PAGE TEXT:
Amanda is a multi-award-winning journalist focusing on science, psychology, child development, critical thinking, and history. A features journalist for more than 20 years, she is known for her in-depth, evidence-based reporting, her keen interest in exploring complex (often controversial) topics, and her multidisciplinary, global perspective. She is the columnist behind BBC.com's "How Not To Be Manipulated", which offers smart, thoughtful ways to navigate misinformation, online and off.

Over her career, she has reported, written and presented features and documentaries from as far afield as Guatemala, Tajikistan and China for the BBC, Netflix, History Channel, New Scientist, Scientific American, and many more. These include a half-hour documentary on Maya ruins called Guatemala's Lost World, which won silver in the 2021 Lowell Thomas SATW awards; a written feature on Guatemala's ruins which won gold in the same awards; and a long-form story on Miami's fight against sea level rise, which won the 2019 Journalist Award from the European Meteorological Society. 

Today, her investigative, in-depth articles on parenting are especially popular. Her BBC stories on the myths of healthy baby sleep and sleep training have been read more than three million times by readers around the globe, while her story on male postnatal depression was a 2023 winner in the Association of British Science Writers awards.

Previously a senior journalist at the BBC, she was the editor of BBC Future (bbc.com/future), a multi-award-winning BBC.com website devoted to in-depth, evidence-based features.

A graduate of Yale (B.A., history) and Cambridge (M.Phil, international relations), she has lived in the US, Italy, and the UK, and now resides in Switzerland.

DATASET CONTENT:
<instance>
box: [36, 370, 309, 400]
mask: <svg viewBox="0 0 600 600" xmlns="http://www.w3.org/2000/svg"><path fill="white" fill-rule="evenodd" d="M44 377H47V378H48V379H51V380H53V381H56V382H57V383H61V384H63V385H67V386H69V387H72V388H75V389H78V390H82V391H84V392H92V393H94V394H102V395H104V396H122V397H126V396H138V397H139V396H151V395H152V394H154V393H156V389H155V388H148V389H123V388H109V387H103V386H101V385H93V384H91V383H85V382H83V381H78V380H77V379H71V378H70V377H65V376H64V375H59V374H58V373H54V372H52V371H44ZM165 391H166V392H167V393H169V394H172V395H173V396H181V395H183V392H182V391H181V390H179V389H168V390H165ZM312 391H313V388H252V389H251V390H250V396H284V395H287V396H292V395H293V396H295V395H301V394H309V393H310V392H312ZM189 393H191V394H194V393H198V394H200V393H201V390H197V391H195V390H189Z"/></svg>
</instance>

DIRECTIVE: In the biography, what award did the long-form story on Miami's fight against sea level rise win? The data is independent material with no connection to the biography.

YOUR SOLUTION: The 2019 Journalist Award from the European Meteorological Society.